* Problem to solve
The answer must be the data, repeated exactly.
**** Exercise material
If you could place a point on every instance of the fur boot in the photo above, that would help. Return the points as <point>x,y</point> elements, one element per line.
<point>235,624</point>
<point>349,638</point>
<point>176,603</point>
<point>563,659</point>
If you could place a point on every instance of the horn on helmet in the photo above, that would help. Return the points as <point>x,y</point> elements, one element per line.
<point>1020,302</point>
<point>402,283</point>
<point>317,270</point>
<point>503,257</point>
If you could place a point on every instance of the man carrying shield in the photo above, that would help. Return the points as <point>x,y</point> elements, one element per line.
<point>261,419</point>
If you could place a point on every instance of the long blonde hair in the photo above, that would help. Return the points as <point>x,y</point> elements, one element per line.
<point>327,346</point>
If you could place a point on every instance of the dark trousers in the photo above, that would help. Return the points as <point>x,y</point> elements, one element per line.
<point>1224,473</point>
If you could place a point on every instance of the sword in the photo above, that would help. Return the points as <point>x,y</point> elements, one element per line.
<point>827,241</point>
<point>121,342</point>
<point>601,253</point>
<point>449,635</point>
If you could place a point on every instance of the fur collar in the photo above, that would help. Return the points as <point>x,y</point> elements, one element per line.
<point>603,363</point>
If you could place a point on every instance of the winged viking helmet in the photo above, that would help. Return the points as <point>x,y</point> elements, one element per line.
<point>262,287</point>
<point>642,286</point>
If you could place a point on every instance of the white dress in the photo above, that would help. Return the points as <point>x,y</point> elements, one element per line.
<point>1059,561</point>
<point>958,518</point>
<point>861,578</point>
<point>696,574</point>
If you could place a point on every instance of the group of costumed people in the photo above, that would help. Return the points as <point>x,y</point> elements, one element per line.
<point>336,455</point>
********
* Exercise result
If you could place a point on every instance of the fur boot in the photo above, that would help. Return the points as <point>x,y</point> elements, one element per line.
<point>235,624</point>
<point>349,638</point>
<point>176,603</point>
<point>563,659</point>
If you could place a point on every instance of the horn on helmet in the photo above, that would help. Return the points as <point>x,y</point> elements, one element per line.
<point>1020,302</point>
<point>402,283</point>
<point>317,270</point>
<point>503,257</point>
If you could place a point on every instance of the man carrying shield in the photo above, that would help. Return the points as <point>x,y</point> elements, one element per line.
<point>261,419</point>
If you could place a point on every instance of the long blonde hair in the photo above, that would help. Return the points as <point>x,y</point> elements, one element per line.
<point>327,346</point>
If you could place a point on every instance of the dark trousers in the photo above, that would help. Return the points as <point>x,y</point> elements, one element per line.
<point>1224,473</point>
If you could place a point on every instance of the sword in the photo above, that would help. Return the points as <point>x,y</point> elements, one element per line.
<point>827,241</point>
<point>121,342</point>
<point>601,253</point>
<point>449,635</point>
If you could place a point on every instance of the fur collar in the photo above, that would help. Return the points as <point>x,y</point> elements, one element per line.
<point>603,363</point>
If you could place a point on every instance of the winged viking helmet in the photo above, that would help. Return the points as <point>x,y</point> elements, one element per line.
<point>262,287</point>
<point>642,286</point>
If you could place a point on every instance of the white dress in the photo above, that would help. Return the points as <point>x,y</point> elements, one element per line.
<point>1059,561</point>
<point>958,518</point>
<point>861,578</point>
<point>696,574</point>
If you could place a point on every instance of the group of costumed people in the photo above, that would help. Return the points as <point>x,y</point> elements, one element per line.
<point>336,455</point>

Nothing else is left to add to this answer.